Information shown.

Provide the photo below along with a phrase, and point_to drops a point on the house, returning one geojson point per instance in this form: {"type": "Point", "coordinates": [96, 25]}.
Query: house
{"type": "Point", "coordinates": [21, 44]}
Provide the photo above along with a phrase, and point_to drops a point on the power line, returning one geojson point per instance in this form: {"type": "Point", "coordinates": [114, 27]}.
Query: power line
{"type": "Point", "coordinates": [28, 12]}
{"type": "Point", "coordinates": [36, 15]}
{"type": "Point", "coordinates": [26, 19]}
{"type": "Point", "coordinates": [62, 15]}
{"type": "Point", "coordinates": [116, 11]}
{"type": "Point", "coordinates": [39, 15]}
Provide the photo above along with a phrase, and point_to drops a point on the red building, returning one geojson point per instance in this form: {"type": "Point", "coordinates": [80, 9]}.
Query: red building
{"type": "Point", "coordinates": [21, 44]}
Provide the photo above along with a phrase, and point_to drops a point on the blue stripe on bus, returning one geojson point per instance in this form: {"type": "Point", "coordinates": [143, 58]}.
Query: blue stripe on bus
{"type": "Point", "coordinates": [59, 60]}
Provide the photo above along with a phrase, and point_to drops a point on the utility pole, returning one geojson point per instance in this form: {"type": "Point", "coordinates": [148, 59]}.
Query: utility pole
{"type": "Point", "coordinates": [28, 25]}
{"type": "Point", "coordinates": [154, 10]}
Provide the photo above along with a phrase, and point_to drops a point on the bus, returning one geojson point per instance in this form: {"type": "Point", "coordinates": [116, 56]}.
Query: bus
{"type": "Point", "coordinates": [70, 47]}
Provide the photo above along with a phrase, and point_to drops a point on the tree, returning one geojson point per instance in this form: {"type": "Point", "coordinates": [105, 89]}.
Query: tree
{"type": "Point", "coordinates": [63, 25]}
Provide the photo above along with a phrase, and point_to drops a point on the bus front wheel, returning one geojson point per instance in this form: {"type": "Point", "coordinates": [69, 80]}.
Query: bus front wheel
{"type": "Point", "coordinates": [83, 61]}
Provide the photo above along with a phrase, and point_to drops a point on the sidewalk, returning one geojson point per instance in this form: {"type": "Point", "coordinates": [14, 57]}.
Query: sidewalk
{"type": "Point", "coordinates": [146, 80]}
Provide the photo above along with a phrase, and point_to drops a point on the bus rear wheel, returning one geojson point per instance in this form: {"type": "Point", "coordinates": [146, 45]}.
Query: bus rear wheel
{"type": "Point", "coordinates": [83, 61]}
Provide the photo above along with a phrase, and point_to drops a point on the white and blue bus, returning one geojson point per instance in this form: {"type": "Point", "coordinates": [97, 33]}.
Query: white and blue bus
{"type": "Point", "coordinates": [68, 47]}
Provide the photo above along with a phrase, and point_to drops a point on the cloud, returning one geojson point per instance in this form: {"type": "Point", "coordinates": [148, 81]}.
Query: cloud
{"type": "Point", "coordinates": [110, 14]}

What you should do. Would you print exactly the lines from the first line of the entries above through the line that has "on the power", both included, and stop there?

Result for this exercise.
Provide the photo below along with a phrase, and point_to drops a point on the house, returning one geojson point per instance in this form: {"type": "Point", "coordinates": [96, 25]}.
Query: house
{"type": "Point", "coordinates": [21, 44]}
Provide the photo above along with a phrase, and point_to drops a point on the power line, returning one geojson point per instance in this form: {"type": "Point", "coordinates": [114, 27]}.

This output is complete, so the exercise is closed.